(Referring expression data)
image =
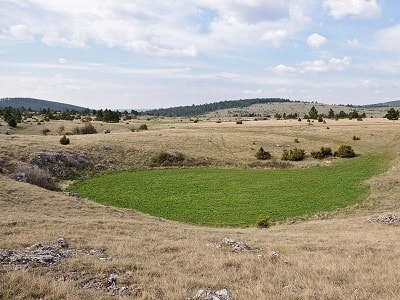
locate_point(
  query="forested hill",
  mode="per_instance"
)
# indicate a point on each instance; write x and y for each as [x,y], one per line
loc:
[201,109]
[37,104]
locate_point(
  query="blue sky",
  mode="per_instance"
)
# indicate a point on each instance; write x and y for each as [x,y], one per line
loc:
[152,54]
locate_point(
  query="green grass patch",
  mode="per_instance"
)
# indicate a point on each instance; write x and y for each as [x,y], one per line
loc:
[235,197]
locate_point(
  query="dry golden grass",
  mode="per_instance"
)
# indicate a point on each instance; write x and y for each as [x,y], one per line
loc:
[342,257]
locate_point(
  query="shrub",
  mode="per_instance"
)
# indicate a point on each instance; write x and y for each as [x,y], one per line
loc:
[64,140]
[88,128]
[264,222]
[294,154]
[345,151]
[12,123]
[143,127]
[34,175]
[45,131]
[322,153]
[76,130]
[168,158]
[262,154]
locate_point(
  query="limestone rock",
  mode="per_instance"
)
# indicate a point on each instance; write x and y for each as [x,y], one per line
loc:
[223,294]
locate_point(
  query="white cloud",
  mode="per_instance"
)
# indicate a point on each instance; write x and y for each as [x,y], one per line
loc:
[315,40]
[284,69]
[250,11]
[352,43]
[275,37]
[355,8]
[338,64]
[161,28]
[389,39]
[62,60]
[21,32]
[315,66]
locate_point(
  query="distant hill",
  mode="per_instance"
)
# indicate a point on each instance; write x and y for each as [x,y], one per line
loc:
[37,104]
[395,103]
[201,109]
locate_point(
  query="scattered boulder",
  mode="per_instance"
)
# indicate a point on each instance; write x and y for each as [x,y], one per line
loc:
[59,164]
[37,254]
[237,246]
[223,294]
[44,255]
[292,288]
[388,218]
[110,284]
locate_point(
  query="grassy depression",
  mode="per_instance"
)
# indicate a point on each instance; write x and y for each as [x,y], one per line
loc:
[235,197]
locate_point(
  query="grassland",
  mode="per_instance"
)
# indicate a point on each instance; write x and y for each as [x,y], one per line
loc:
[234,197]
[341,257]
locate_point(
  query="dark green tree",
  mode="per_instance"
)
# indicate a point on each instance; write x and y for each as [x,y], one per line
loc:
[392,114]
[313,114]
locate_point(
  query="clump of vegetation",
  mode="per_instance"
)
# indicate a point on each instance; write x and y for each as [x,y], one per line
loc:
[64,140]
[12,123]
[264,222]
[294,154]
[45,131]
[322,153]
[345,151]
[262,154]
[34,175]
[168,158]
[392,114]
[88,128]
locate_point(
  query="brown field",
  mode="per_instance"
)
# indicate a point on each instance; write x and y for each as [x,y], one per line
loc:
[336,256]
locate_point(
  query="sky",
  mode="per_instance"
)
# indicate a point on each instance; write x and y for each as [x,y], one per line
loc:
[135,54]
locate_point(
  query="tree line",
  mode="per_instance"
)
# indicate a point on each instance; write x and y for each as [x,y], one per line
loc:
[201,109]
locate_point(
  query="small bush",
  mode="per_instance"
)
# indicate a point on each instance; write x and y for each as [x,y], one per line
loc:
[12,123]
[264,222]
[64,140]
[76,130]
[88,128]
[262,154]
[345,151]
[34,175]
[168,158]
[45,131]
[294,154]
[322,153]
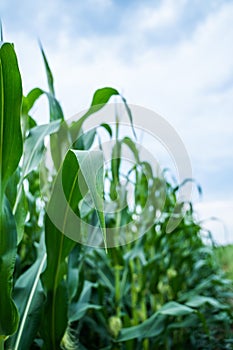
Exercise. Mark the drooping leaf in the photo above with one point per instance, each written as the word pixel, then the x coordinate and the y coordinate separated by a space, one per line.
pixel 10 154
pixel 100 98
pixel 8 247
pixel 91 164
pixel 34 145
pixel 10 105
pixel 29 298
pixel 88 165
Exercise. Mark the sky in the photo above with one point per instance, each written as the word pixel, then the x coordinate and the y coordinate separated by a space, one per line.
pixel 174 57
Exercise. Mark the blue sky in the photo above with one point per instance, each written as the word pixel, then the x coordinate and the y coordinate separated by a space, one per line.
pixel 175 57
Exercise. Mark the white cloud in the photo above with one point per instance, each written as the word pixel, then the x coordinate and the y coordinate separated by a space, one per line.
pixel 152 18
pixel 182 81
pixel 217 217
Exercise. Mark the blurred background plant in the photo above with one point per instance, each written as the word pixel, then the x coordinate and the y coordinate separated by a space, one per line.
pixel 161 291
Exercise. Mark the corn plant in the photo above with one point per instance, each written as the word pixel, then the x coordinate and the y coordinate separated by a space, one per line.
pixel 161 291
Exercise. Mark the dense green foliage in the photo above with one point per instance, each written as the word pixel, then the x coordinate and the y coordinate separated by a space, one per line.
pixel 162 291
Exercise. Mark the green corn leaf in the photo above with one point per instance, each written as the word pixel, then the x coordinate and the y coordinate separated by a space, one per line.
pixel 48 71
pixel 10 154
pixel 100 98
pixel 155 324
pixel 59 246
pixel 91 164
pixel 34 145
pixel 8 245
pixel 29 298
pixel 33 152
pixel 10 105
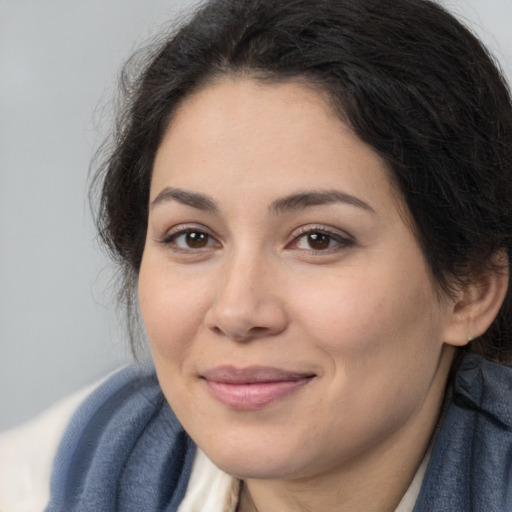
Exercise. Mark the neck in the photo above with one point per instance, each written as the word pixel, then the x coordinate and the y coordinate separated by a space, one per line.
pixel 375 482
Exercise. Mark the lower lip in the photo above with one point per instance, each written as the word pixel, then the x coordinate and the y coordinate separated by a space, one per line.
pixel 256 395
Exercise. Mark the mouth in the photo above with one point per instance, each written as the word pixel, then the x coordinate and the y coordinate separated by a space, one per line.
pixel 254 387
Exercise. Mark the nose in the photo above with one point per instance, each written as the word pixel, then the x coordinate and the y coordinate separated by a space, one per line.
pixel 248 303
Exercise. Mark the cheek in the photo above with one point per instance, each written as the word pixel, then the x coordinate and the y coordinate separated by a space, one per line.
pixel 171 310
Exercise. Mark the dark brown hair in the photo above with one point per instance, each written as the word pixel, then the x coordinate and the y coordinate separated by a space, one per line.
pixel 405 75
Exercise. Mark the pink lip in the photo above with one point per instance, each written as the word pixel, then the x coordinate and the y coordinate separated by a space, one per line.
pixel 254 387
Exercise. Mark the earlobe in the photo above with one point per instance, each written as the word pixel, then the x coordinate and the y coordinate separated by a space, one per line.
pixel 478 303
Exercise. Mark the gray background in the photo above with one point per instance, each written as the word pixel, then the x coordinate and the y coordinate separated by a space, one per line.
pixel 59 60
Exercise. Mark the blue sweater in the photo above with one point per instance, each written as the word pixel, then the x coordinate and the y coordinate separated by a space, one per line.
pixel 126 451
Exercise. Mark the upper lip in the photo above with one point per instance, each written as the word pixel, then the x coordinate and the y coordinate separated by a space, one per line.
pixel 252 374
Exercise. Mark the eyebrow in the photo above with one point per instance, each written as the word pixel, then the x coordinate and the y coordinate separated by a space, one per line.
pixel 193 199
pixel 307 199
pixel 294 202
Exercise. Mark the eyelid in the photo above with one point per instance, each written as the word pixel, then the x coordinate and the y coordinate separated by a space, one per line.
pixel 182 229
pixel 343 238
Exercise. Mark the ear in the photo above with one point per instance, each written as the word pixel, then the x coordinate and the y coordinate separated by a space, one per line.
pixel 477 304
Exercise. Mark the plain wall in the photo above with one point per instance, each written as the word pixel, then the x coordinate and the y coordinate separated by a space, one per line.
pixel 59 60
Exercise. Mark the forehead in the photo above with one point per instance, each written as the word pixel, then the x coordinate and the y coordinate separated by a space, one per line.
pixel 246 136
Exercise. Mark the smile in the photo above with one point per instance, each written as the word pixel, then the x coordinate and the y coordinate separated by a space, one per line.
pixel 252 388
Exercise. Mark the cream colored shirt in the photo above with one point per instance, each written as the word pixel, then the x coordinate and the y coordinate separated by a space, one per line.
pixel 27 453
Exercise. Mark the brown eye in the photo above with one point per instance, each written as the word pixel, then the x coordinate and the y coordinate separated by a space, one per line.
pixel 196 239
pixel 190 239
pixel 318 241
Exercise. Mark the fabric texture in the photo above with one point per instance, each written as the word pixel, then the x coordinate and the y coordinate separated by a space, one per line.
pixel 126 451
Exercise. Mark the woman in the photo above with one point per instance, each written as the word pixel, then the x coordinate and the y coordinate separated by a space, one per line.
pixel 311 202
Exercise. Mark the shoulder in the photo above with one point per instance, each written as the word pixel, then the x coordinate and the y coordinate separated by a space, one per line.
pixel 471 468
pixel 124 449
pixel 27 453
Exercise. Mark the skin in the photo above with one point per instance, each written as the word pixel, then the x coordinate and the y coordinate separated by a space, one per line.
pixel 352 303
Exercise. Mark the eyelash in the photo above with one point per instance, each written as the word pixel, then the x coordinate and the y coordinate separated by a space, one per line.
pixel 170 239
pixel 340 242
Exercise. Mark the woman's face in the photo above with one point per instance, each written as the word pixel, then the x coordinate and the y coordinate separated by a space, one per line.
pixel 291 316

Task description:
For every line above that holds the string "hill", add one to a count; give that count alone.

Task result:
2